Start at the line below containing "Where can you see the driver" and stop at the line containing "Where can you see the dashboard". Repeat every line of that stretch exactly, and nothing outside it.
:: Given data
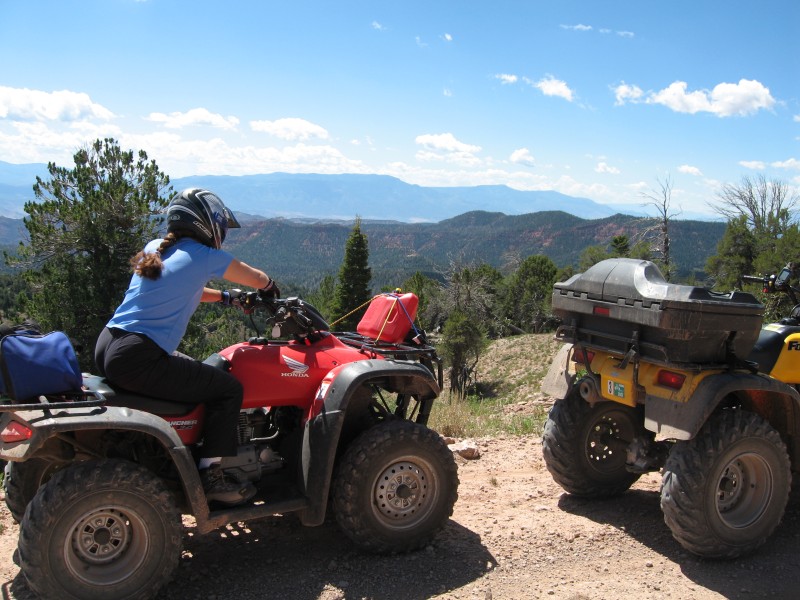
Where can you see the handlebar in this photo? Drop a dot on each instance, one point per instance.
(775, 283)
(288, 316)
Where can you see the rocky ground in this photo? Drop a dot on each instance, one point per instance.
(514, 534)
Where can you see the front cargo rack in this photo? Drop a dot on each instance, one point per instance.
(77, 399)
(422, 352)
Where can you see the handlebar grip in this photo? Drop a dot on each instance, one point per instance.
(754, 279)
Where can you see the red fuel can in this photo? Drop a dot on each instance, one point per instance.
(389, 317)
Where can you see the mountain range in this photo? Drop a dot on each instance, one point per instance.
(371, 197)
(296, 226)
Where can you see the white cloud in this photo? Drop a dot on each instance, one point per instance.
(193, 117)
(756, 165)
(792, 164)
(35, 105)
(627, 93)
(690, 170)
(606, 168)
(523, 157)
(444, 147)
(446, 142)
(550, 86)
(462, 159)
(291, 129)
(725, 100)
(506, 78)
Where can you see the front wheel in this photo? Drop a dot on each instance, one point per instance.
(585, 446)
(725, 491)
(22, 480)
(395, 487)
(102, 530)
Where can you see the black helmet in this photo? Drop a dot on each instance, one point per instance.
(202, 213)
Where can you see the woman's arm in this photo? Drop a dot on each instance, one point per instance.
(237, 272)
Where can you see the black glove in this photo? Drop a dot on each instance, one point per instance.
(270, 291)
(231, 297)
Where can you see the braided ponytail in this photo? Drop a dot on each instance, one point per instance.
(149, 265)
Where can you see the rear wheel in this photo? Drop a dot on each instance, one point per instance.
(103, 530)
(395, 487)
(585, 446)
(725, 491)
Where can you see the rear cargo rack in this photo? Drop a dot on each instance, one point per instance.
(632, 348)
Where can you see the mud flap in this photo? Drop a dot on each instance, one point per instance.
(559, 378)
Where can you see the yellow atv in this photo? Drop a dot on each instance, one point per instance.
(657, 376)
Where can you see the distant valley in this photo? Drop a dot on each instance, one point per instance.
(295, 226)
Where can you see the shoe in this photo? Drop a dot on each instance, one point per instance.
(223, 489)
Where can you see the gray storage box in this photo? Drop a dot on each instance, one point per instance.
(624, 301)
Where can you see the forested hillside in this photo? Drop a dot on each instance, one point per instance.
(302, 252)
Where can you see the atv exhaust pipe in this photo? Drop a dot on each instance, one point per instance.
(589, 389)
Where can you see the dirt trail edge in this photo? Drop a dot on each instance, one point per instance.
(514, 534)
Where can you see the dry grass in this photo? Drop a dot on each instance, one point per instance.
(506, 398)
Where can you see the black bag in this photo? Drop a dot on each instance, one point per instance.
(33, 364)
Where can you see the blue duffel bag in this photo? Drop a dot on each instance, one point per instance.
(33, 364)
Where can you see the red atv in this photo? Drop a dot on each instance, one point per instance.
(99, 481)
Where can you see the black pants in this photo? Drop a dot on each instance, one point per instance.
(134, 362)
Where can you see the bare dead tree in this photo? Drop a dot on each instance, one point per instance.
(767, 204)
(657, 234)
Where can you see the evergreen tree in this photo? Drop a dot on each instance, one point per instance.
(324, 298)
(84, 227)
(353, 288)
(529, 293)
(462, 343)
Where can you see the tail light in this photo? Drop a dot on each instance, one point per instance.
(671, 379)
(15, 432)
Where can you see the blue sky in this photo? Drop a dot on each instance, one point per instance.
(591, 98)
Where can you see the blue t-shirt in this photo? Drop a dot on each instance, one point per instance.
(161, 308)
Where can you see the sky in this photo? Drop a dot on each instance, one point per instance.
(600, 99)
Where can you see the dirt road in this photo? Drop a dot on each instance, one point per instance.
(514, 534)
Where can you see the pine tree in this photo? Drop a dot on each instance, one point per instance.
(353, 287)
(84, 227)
::::
:: Given data
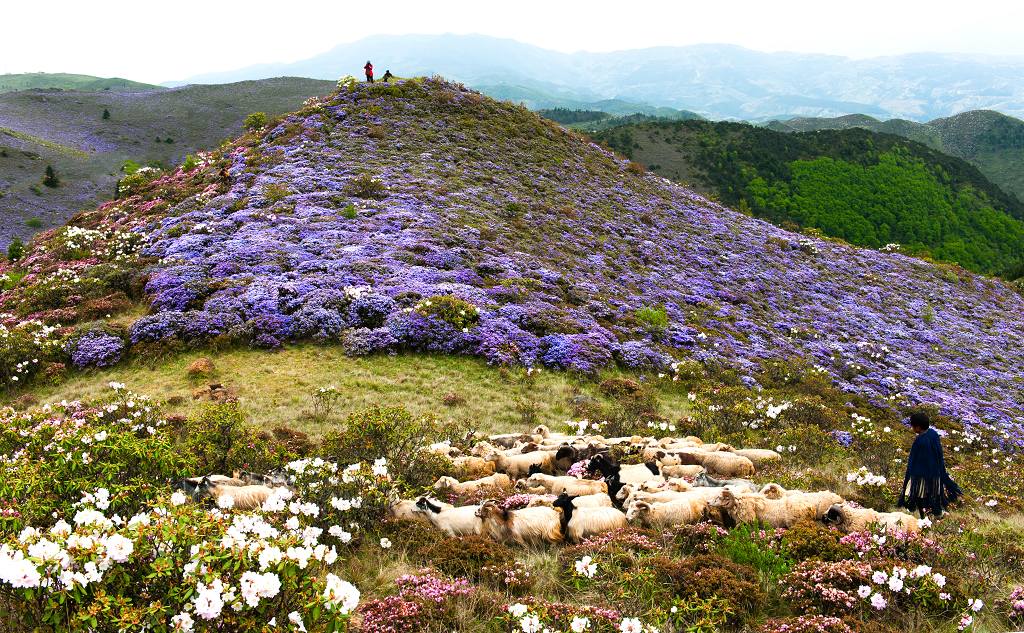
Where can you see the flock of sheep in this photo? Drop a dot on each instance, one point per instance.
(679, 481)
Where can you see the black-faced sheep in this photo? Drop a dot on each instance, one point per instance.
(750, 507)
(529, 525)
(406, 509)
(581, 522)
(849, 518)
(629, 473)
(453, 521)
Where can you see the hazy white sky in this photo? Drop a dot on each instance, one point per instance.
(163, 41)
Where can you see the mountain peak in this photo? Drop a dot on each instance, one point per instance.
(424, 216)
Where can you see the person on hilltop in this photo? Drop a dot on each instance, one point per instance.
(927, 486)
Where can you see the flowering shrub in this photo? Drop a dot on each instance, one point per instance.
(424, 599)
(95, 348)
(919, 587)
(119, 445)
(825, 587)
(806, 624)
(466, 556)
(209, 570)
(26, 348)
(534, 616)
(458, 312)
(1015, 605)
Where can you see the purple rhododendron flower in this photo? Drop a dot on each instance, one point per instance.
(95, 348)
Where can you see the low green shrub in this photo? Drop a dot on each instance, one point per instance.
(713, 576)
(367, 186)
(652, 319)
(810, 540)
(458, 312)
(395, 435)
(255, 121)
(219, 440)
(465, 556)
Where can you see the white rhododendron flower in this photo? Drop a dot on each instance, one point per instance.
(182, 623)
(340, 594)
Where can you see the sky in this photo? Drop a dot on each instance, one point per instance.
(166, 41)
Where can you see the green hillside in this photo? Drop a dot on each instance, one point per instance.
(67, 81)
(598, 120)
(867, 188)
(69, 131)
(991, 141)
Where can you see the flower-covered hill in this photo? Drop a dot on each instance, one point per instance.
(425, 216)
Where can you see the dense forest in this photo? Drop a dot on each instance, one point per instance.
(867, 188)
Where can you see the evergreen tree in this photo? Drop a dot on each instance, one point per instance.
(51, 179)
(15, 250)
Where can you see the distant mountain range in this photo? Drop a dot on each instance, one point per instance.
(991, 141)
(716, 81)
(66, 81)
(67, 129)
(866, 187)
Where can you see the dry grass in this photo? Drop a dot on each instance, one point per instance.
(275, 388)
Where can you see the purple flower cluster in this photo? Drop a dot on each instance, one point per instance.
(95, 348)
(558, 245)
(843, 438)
::::
:: Given data
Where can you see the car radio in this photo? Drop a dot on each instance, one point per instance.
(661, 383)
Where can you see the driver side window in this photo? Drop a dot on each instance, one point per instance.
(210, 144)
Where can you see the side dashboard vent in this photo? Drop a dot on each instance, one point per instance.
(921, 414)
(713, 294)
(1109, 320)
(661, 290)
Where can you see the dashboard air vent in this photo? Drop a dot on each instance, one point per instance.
::::
#### Written solution:
Where can you see the driver side window in this photo? Drop a dot on each instance, one point per instance.
(210, 144)
Where can you see the side dashboard vent in this photo? Drop a dot on each instance, one point per instance.
(921, 414)
(713, 294)
(1109, 320)
(661, 290)
Where can you see the dashboard air vent in this photo? Drop a dot on each instance, one point per instance.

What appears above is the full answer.